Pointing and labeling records

......

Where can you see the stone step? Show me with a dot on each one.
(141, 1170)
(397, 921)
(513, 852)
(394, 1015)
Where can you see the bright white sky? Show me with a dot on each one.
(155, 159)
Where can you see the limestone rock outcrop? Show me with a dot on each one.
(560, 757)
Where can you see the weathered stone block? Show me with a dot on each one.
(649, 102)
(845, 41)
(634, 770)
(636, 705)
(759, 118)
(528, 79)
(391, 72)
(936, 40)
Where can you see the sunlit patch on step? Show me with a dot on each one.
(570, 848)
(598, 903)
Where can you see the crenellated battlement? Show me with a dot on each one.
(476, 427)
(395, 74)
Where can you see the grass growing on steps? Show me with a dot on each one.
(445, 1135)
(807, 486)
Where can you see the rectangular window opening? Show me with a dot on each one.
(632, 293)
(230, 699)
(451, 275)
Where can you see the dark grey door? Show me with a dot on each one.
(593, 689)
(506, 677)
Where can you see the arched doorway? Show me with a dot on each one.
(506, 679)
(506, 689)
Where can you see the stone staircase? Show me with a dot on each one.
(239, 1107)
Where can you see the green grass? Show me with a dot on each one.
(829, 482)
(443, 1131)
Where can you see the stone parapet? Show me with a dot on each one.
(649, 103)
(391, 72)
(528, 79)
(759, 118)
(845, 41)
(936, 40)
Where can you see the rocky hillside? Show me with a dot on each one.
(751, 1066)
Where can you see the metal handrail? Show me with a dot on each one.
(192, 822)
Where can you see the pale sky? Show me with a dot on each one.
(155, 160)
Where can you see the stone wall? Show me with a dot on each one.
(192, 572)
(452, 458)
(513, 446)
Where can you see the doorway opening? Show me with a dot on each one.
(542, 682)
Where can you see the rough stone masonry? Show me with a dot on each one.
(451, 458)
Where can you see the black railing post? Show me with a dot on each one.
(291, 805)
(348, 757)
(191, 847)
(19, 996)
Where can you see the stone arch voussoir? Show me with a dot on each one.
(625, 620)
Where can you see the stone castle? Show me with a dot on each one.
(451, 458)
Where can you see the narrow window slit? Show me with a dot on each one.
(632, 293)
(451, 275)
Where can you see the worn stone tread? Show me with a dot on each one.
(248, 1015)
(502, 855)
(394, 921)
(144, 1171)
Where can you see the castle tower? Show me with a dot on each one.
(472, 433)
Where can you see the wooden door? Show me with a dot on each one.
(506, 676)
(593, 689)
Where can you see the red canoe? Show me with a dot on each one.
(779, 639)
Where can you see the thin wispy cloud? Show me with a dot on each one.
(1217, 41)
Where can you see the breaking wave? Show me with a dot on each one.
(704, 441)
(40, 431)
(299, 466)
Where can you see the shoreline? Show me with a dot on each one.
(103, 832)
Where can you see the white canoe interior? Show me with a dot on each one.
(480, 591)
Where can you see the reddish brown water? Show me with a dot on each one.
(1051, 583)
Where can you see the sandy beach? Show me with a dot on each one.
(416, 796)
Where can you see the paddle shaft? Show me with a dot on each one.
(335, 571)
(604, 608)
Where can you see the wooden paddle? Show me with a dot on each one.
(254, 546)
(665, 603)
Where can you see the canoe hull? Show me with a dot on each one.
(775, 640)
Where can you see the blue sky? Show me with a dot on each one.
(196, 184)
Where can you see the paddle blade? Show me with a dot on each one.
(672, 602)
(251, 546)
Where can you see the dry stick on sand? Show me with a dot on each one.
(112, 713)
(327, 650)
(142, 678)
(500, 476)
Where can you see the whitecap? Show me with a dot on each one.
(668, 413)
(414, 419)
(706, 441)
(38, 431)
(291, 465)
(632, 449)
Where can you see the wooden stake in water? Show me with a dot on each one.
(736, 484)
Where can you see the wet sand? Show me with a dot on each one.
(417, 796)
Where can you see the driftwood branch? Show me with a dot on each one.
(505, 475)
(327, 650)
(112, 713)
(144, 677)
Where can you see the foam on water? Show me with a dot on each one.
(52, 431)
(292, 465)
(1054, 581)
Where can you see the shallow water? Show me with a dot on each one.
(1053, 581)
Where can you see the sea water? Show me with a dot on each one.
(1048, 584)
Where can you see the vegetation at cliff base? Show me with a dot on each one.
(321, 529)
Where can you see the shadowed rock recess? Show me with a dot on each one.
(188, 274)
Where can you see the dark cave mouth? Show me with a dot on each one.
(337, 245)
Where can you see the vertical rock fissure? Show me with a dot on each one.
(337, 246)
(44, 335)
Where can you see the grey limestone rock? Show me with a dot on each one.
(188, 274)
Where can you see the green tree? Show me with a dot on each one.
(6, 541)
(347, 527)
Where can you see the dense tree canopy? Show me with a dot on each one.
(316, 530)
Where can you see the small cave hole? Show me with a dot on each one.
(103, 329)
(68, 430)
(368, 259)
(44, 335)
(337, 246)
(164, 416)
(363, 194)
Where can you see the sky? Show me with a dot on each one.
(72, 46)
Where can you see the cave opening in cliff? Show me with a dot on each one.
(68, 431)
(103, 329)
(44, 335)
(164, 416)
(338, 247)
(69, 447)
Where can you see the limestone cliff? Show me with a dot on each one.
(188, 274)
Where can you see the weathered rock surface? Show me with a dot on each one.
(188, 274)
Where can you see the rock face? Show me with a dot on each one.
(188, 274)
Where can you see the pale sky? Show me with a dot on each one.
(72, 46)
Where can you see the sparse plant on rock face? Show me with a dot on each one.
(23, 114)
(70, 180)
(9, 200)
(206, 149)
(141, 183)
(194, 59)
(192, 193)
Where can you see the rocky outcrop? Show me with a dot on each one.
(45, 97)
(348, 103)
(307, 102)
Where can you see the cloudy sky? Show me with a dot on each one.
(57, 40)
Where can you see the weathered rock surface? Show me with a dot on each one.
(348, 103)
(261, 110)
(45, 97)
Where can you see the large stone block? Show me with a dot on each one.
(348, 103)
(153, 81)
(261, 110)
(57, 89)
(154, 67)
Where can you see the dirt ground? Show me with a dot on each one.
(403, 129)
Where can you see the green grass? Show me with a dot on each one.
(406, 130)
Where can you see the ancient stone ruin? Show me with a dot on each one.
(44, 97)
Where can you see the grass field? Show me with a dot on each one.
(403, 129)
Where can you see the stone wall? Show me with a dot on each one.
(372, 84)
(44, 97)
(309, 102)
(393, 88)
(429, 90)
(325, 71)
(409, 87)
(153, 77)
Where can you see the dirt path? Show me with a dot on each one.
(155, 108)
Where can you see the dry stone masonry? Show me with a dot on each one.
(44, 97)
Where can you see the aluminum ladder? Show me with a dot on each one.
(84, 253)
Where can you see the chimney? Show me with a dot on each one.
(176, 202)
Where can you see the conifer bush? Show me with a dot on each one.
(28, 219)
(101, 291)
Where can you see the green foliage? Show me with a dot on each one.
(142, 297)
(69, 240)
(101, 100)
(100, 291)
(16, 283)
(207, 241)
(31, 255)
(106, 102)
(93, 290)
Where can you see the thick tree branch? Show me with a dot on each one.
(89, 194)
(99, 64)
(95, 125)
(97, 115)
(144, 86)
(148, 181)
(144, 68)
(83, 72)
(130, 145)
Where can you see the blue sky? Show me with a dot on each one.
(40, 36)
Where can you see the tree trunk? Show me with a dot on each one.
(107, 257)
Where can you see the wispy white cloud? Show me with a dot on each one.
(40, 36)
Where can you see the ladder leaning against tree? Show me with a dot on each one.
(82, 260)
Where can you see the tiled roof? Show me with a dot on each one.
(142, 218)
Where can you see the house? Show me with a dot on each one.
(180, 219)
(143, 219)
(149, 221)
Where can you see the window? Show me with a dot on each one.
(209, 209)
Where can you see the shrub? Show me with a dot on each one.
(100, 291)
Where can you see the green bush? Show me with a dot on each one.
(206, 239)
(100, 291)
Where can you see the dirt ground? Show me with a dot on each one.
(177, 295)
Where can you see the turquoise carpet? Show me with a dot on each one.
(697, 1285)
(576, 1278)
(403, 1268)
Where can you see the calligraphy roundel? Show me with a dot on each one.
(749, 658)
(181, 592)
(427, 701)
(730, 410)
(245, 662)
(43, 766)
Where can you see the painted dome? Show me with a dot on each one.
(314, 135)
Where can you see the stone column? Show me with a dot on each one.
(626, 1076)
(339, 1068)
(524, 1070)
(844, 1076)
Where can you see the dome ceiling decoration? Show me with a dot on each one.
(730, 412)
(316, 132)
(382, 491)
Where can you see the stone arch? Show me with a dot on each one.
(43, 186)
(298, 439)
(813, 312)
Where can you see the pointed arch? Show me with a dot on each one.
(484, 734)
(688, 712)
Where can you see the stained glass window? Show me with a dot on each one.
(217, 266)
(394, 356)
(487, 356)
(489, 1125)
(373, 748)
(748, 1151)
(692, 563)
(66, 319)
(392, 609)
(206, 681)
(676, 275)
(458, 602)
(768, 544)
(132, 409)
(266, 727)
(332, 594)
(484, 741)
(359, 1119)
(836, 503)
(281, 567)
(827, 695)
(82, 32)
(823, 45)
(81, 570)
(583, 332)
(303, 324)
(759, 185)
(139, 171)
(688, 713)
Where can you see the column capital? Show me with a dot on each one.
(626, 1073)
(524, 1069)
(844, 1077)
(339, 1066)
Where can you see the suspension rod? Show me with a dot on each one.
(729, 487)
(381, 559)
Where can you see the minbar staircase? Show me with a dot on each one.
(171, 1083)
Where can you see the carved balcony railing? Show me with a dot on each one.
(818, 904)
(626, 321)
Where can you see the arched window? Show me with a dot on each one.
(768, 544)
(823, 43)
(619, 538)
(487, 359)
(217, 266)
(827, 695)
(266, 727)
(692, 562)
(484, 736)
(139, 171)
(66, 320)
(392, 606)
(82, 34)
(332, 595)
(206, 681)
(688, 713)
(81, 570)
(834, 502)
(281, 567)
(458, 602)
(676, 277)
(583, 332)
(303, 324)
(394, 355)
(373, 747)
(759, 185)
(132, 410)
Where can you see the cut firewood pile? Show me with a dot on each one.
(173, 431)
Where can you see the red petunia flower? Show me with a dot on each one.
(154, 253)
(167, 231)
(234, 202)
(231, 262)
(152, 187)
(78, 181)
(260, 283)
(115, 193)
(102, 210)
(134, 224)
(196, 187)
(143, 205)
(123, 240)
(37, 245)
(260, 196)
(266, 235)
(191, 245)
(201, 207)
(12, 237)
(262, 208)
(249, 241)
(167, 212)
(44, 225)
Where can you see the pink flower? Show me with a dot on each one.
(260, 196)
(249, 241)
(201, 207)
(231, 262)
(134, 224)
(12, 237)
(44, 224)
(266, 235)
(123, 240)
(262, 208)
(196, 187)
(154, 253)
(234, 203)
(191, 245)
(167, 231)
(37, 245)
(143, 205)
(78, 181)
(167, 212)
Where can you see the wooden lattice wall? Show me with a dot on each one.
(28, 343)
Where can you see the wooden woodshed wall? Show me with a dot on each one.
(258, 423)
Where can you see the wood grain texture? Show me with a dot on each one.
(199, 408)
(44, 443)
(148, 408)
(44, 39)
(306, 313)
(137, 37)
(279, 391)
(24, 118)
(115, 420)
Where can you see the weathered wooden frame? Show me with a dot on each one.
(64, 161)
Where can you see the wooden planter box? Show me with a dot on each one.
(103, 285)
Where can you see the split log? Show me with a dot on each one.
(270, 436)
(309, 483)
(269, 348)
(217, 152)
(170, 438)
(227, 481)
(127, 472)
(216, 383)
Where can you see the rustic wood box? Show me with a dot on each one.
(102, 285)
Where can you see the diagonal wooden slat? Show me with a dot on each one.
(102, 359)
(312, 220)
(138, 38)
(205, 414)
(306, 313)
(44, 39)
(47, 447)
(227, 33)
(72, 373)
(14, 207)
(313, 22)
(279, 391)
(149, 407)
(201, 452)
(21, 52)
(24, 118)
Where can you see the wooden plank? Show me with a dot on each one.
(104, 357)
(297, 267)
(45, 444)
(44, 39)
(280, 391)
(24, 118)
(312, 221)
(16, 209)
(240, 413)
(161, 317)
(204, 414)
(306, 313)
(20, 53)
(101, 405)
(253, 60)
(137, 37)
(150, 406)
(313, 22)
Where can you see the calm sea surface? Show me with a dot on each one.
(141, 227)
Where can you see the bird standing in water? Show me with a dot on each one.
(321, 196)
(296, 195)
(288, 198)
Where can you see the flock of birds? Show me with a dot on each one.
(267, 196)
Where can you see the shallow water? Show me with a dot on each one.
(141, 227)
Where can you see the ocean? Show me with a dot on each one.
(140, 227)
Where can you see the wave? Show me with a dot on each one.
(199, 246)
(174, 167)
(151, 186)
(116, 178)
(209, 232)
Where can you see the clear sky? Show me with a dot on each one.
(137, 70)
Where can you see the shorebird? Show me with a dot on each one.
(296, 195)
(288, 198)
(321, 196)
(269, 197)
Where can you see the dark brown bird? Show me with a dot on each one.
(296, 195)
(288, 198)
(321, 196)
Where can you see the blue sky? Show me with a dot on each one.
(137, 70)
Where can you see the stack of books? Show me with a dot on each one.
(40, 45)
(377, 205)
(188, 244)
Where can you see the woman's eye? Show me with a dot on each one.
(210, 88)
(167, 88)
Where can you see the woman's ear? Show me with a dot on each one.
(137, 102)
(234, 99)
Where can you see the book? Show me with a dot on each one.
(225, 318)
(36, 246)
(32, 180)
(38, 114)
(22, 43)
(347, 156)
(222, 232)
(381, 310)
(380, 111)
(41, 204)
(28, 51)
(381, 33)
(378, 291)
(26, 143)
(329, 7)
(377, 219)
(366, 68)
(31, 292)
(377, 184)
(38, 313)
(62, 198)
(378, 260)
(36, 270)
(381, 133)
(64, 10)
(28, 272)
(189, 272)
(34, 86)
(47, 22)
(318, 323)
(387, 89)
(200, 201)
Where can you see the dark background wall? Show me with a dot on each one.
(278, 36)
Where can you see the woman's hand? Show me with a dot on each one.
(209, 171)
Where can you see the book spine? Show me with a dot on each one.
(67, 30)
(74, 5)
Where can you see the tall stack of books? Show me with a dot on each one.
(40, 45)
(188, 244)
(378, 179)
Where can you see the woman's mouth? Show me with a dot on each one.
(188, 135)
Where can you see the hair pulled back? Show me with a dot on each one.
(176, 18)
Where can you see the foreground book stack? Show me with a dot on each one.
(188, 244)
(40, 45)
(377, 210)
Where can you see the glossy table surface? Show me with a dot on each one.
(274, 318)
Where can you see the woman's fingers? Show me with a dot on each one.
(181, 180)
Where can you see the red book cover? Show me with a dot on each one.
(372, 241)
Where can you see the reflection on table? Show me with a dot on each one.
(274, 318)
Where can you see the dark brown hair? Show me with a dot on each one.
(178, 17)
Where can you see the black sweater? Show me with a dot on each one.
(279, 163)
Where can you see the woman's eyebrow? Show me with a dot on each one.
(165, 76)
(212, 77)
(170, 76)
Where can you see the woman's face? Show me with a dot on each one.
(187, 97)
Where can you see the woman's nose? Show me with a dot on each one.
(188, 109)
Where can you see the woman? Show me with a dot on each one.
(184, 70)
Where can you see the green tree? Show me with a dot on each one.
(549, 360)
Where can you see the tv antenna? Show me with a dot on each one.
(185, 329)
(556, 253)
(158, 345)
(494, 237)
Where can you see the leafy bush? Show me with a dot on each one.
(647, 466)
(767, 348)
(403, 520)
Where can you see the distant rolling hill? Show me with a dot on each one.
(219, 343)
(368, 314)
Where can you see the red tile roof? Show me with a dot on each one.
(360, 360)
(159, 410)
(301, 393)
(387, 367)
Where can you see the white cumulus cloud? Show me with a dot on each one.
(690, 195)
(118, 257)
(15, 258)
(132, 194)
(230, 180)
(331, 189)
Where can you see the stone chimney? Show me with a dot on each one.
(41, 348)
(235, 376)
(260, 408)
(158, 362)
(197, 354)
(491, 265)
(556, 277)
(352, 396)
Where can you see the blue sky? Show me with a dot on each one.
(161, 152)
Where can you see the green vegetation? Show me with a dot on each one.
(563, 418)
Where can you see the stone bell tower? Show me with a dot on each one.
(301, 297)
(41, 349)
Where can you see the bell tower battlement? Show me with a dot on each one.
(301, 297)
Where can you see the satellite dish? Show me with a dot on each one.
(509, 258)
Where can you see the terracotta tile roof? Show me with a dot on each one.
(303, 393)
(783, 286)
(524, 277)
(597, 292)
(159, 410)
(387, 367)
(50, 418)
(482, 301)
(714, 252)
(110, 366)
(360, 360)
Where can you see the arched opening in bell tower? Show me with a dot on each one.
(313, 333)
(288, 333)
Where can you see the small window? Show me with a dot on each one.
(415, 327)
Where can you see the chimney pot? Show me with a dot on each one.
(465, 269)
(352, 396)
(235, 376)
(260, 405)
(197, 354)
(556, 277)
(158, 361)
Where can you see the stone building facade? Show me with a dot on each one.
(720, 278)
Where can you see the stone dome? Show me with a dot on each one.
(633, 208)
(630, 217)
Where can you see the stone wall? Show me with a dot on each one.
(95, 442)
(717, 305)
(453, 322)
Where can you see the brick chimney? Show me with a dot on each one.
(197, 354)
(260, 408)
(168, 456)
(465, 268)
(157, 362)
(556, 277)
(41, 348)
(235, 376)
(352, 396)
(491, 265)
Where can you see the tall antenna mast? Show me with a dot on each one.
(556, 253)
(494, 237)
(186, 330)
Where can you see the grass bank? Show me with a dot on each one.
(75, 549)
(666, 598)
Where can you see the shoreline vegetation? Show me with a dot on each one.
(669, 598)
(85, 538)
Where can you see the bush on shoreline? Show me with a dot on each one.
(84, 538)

......

#### What to do:
Copy verbatim every line from the one containing "Where can you see the grass bank?" through the last line of the records, both ends included.

#### Result for this exercise:
Where can you see the grass bank? Show me with a dot on each one.
(75, 549)
(666, 598)
Where can you see the shoreline vegetation? Show me with a dot on each one.
(669, 598)
(85, 538)
Where can you see the bush on shoreline? Show me with a dot on each one.
(84, 538)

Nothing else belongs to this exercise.